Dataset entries
════════
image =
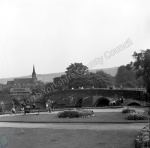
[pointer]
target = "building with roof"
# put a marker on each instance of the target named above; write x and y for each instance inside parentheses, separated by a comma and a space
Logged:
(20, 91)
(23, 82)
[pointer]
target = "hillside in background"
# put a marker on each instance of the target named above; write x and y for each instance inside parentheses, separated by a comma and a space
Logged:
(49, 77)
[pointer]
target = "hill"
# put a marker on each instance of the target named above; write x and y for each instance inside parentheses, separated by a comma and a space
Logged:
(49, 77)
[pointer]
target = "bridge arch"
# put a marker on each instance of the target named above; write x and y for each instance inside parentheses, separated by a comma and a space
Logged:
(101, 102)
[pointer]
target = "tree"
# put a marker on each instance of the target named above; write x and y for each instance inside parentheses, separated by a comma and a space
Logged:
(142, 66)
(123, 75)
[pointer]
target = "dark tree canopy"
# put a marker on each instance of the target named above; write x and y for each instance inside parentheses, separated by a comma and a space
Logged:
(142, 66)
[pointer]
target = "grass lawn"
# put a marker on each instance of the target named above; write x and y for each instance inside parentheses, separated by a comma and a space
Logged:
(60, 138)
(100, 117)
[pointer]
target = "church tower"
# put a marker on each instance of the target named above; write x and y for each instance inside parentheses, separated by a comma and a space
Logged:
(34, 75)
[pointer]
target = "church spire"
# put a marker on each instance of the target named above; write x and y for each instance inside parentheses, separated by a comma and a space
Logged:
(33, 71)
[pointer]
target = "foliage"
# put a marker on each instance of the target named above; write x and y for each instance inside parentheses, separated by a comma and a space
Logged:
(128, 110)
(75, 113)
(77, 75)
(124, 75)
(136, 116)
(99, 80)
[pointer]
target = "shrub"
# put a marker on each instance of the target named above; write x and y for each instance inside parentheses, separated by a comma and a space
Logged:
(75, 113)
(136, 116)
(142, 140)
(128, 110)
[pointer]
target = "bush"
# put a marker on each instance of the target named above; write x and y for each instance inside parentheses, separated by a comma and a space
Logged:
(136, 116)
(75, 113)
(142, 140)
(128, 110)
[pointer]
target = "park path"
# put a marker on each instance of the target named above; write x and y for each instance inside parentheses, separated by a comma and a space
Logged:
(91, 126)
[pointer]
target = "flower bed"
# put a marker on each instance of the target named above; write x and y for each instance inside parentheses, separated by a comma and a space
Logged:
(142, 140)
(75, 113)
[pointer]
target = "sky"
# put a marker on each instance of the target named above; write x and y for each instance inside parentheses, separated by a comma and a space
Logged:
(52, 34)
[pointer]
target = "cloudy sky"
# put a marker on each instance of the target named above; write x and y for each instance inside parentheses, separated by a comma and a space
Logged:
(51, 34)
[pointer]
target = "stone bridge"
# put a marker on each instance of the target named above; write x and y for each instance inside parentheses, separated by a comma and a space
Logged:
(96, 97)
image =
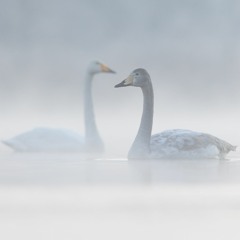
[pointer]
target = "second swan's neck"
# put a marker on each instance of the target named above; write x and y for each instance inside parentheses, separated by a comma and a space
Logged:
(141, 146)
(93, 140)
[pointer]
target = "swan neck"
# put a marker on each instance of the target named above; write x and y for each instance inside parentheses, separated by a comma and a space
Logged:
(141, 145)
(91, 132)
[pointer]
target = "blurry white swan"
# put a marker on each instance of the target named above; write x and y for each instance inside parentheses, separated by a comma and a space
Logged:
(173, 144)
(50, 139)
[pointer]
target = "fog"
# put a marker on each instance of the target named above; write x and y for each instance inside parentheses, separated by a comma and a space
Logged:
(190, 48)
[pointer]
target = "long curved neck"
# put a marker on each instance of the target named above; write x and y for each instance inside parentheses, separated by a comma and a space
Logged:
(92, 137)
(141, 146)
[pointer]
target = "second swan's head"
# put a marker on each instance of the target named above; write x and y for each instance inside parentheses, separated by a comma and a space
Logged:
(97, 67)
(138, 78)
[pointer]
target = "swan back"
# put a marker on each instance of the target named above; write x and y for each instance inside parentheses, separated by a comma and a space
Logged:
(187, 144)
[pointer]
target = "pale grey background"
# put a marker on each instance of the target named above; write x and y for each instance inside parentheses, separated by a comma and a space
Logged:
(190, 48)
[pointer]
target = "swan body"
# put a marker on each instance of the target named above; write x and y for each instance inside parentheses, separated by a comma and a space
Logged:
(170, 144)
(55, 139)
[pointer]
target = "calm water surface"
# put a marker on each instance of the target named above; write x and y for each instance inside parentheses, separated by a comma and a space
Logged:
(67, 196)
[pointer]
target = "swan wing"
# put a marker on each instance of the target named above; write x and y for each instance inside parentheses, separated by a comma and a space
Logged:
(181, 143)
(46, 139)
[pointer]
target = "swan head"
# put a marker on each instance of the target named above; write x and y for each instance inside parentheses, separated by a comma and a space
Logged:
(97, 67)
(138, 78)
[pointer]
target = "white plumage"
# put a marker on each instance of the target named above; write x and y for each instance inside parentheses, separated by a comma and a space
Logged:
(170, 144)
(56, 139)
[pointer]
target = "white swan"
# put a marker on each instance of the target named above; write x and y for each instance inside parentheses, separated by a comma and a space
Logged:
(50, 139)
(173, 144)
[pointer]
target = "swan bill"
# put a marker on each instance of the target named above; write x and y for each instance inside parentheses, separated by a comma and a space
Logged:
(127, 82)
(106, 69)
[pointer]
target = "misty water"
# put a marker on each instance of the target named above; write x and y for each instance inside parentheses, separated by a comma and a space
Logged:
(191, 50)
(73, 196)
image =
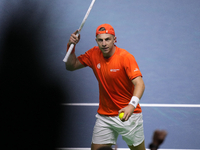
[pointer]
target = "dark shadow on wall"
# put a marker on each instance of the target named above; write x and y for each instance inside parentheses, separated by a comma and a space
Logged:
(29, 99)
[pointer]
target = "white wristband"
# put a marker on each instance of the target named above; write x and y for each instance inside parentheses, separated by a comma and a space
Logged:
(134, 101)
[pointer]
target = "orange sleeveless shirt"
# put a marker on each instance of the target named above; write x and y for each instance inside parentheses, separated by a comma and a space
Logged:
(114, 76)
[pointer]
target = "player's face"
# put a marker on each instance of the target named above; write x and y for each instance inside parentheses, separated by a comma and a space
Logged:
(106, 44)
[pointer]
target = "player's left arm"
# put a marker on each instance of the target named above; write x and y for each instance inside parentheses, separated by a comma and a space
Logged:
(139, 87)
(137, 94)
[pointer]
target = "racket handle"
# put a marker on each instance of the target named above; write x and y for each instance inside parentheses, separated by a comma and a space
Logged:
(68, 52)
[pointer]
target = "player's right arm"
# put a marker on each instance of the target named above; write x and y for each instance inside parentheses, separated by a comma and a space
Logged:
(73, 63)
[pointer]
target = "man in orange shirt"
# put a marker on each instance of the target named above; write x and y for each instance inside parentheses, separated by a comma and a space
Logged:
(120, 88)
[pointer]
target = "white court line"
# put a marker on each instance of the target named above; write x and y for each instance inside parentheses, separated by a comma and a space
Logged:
════════
Some lines above contain the word "orange". Copy each of them.

◆ **RESPONSE**
target = "orange sleeveless shirt"
target = "man in orange shirt"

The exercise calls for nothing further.